__AIM OF THE EXERCISE__:
Answer these questions about the post on living multiple lives:
(a) In what two kinds of sources has the writer been finding stories about people living multiple lives?
(b) According to the theory from science fiction, what happens each time a decision is made?
(c) What holiday does the writer point to as a sign that many people like the idea of becoming someone else?

── GIVEN TEXT ──

Sunday, October 7, 2012

When Worlds Divide

In a book I've been reading for the book club I'm in, and in a couple of different TV shows I watch, there's been a lot of stuff about people living multiple lives.

Which is not - well, not entirely - to say that these people are duping someone else and taking on new lives on purpose. That only happens in the book. Oh, and one of the TV shows.

But not everyone in the book who is leading multiple lives is actually doing it on purpose or by choice. They seem to kind of fall into the lives that they didn't plan on. Which I guess is where this all kind of ties in for me.

There is a theory which shows up in a certain amount of science fiction which says that every decision that is made splits off the world into multiple new realities. (Don't think about this too hard, because it will make your head hurt and you don't really need to know this.) For the sake of argument, let's just take the big decisions. For instance, what would the world be like if Kennedy had ducked? Or if Walt Disney had never gone to California? Or if you'd never gone on that one first date?

We all create alternate realities each time we fantasize about our lives. I know for a fact that my life would be different if I had won any of the lottery jackpots that I bought tickets for. But that doesn't mean that I would want to live a completely different life, I'd simply have the same life, with some differences. I don't think any of us would truly want to become someone else, entirely.

And yet, from time to time, doesn't that sound kind of fun?

Obviously a lot of people get into the idea - otherwise Halloween wouldn't be such a big deal. And there are even people who make a living at it as actors and performers. And we all, on some level, re-invent ourselves when we start new jobs or meet new friends.

───
── DATASET EXTRACT ──

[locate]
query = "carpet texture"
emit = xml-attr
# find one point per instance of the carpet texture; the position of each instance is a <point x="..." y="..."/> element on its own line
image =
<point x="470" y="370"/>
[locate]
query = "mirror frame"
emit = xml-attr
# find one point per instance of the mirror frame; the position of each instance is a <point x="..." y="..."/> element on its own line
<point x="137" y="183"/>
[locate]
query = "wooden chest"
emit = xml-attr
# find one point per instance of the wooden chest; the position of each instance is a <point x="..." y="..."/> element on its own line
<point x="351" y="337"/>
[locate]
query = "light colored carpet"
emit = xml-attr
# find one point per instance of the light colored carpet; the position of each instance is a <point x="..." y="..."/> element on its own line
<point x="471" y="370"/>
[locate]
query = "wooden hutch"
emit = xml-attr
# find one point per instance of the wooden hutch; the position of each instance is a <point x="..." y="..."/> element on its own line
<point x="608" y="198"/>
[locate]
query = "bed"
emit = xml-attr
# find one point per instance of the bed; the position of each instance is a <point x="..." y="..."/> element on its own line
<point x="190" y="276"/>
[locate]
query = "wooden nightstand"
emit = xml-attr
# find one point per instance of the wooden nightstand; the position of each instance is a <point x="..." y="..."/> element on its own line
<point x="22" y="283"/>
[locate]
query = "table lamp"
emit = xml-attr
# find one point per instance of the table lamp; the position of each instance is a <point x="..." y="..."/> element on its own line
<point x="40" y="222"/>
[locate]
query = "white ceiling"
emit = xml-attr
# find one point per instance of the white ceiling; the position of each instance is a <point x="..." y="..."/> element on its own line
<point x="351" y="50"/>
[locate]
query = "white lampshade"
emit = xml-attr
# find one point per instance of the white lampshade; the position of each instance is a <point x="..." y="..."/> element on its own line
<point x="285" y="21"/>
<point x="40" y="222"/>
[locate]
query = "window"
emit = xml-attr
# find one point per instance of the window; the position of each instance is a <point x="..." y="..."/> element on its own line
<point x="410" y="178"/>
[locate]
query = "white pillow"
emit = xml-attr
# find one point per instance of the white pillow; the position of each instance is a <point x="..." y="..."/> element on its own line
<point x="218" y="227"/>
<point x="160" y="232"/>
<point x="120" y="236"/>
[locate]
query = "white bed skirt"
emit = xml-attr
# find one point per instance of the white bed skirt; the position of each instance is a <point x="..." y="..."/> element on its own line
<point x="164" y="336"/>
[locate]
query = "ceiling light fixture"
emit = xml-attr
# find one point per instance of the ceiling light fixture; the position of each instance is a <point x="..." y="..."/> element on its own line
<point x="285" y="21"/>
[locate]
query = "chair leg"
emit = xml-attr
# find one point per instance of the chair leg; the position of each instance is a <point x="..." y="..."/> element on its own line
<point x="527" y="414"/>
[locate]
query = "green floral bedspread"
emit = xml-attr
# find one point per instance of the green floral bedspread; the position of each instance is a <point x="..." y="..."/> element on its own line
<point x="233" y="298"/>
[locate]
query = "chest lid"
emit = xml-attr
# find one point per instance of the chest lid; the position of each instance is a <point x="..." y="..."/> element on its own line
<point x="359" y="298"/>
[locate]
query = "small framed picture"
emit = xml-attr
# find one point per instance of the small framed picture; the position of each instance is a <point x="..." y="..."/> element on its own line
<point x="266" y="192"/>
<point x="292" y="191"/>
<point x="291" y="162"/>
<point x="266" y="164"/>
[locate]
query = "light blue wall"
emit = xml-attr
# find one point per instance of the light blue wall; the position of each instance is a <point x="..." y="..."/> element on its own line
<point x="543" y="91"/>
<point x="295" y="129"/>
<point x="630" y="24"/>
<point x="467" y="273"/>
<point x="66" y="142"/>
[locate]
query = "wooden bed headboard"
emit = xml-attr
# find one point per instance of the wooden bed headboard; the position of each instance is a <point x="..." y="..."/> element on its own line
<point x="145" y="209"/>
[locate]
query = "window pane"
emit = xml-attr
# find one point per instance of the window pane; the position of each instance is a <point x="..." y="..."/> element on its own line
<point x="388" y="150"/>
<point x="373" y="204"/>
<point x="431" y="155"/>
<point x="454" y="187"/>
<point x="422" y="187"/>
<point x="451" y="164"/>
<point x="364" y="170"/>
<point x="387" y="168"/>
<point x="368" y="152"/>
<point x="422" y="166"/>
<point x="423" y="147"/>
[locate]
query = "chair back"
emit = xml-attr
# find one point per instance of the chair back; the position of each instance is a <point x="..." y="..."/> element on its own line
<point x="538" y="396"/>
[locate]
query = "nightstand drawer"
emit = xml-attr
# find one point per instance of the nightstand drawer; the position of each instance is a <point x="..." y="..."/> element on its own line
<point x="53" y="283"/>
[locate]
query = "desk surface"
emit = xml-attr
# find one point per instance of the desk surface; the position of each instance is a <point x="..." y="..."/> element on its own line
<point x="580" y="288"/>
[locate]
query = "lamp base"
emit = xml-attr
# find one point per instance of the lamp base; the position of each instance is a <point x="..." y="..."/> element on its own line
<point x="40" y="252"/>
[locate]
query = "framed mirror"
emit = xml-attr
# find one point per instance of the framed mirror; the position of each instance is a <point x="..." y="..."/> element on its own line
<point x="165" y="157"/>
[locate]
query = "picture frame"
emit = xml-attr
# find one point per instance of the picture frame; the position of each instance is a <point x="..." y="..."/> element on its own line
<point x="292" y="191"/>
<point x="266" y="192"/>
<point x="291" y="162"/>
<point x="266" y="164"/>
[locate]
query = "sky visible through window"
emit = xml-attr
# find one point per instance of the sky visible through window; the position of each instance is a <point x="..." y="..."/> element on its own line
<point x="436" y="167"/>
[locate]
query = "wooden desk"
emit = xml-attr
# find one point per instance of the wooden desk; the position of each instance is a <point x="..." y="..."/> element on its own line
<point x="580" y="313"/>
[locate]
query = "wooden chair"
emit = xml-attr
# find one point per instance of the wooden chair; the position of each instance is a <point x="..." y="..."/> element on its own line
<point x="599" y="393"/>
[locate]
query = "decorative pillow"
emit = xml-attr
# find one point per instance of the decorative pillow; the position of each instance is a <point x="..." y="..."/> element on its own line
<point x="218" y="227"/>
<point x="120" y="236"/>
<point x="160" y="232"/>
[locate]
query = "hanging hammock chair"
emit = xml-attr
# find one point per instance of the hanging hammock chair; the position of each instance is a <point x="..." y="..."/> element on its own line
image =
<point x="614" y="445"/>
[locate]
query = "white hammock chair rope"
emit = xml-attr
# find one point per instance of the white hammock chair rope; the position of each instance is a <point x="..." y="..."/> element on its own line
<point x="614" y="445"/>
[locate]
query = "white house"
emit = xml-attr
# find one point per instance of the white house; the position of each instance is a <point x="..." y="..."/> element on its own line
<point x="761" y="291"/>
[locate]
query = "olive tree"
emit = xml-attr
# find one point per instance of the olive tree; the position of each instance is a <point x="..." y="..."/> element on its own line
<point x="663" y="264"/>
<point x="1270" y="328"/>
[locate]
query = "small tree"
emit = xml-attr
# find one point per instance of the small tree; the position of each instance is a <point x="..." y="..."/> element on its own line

───

__TASK ANSWER__:
(a) A book the writer is reading for a book club, and a couple of TV shows.
(b) The world splits off into multiple new realities.
(c) Halloween.